→ Challenges
1. In the solstice text, how far off the perpendicular to the plane of orbit does Earth lean on its axis?
2. Write out everything in the solstice text from "When it is winter" down to "and northern Australia.".

*** Quoted passage

The story of solstice

Solstice means “sun standing still.” In the Northern Hemisphere, it is the first day of winter, the shortest day and longest night of the year, occurring on the 20th, 21st or 22nd of December.

Earth is nearer the sun in January than it is in June – by almost 5 million km (3 million miles). Earth leans slightly on its axis. It is 23 degrees and 27 minutes off the perpendicular to the plane of orbit. This planetary pose is what causes all the variety of our climate, since it determines how many hours and minutes each hemisphere receives sunlight.

When it is winter solstice in the Northern Hemisphere, the sun is directly overhead at noon only along the Tropic of Capricorn, on which lie Sao Paulo, Brazil, southern Madagascar, and northern Australia.

******
*** Information shown

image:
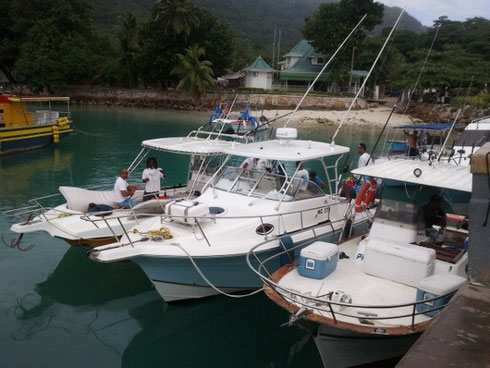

******

→ Completed exercise
1. 23 degrees and 27 minutes.

2.
When it is winter solstice in the Northern Hemisphere, the sun is directly overhead at noon only along the Tropic of Capricorn, on which lie Sao Paulo, Brazil, southern Madagascar, and northern Australia.